Percutaneous Kidney Biopsy in Outpatient Setting: Can I Go Home Now?

Session Information

Category: Pathology and Lab Medicine

  • 1600 Pathology and Lab Medicine

Authors

  • Zariat, Asheen, Allegheny General Hospital - Western Pennsylvania Hospital Medical Education Consortium, Pittsburgh, Pennsylvania, United States
  • Kumar, Ameet, Allegheny General Hospital - Western Pennsylvania Hospital Medical Education Consortium, Pittsburgh, Pennsylvania, United States
  • Palombo, Tyler Michael, Drexel University, Philadelphia, Pennsylvania, United States
  • Ravipati, Prasanti S., Drexel University, Philadelphia, Pennsylvania, United States
  • Thompson, Diane Vido, Allegheny General Hospital - Western Pennsylvania Hospital Medical Education Consortium, Pittsburgh, Pennsylvania, United States
  • Nashar, Khaled, Allegheny General Hospital - Western Pennsylvania Hospital Medical Education Consortium, Pittsburgh, Pennsylvania, United States
  • Arora, Swati, Allegheny General Hospital - Western Pennsylvania Hospital Medical Education Consortium, Pittsburgh, Pennsylvania, United States
Background

Kidney biopsies are a key diagnostic tool in renal dysfunction; however, complications ranging from bleeding to hematoma requiring embolization can occur. There is conflicting evidence on how long to keep patients post-biopsy. Some studies show 100% of serious complications occur within 8 hours, while others show that one-third can occur after 8 hours. Shorter observation periods prevent unnecessary testing and help reduce healthcare costs. Our study aims to assess if patients can be safely discharged with a six hour observation period post-biopsy.

━━━━━━━━━━━━━━━━

● PROBLEM 1: Write out the part of the kidney biopsy abstract starting at "Kidney biopsies are" and ending at "observation period post-biopsy.".
● PROBLEM 2: Shorten the paragraph of the kidney biopsy abstract that begins "Kidney biopsies are a key diagnostic tool" while keeping its main facts.
The material is separate from the kidney biopsy abstract and has no connection to it.

━━━━━━━━━━━━━━━━

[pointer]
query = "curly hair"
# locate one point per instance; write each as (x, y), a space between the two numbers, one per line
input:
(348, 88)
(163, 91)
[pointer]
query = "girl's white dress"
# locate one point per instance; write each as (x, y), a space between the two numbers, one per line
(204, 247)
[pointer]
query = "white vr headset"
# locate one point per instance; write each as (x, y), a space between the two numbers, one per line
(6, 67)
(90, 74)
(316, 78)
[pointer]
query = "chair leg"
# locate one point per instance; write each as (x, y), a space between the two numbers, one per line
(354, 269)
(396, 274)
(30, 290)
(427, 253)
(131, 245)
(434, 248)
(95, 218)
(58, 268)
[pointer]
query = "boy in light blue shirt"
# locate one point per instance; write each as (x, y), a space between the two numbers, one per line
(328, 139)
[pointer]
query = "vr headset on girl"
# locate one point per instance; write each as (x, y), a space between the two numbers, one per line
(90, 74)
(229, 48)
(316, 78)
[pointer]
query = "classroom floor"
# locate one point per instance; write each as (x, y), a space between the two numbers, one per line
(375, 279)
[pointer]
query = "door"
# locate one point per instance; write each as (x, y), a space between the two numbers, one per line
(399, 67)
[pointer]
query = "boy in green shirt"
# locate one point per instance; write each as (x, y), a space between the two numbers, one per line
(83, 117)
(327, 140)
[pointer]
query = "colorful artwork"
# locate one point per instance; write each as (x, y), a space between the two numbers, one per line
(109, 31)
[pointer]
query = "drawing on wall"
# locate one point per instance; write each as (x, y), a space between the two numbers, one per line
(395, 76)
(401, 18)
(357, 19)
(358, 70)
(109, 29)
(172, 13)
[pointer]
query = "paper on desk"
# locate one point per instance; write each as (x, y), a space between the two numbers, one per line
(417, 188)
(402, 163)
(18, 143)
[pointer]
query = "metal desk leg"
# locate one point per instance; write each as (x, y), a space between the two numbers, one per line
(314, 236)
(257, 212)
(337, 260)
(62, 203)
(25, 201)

━━━━━━━━━━━━━━━━

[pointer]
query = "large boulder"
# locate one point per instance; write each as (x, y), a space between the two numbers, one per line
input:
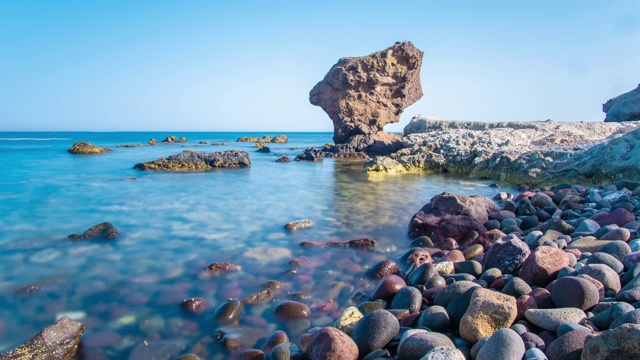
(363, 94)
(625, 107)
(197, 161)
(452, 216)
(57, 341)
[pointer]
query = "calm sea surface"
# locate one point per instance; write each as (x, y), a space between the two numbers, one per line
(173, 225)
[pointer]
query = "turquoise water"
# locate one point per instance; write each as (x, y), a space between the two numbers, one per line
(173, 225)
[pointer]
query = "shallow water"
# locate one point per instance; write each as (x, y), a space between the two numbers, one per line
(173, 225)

━━━━━━━━━━━━━━━━

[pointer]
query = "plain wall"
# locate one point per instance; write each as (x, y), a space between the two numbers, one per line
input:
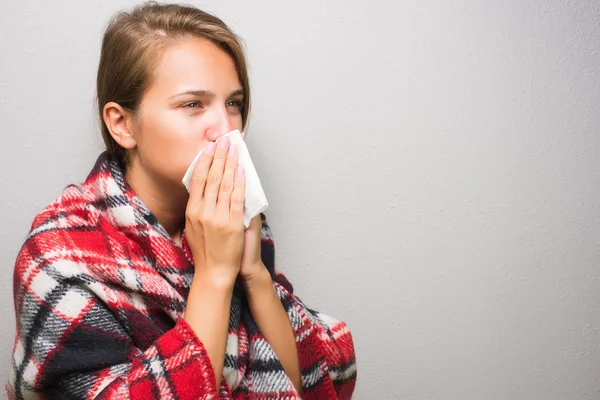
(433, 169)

━━━━━━━━━━━━━━━━

● PROBLEM SOLUTION 1:
Kidney biopsies are a key diagnostic tool in renal dysfunction; however, complications ranging from bleeding to hematoma requiring embolization can occur. There is conflicting evidence on how long to keep patients post-biopsy. Some studies show 100% of serious complications occur within 8 hours, while others show that one-third can occur after 8 hours. Shorter observation periods prevent unnecessary testing and help reduce healthcare costs. Our study aims to assess if patients can be safely discharged with a six hour observation period post-biopsy.

● PROBLEM SOLUTION 2: Kidney biopsies are key to diagnosing renal dysfunction but can cause complications, from bleeding to hematoma requiring embolization. Evidence conflicts on how long to observe patients afterward. Some studies find all serious complications occur within 8 hours, while others find one-third occur later. Shorter observation avoids unnecessary testing and lowers healthcare costs. The study assesses whether patients can be safely discharged after six hours of observation.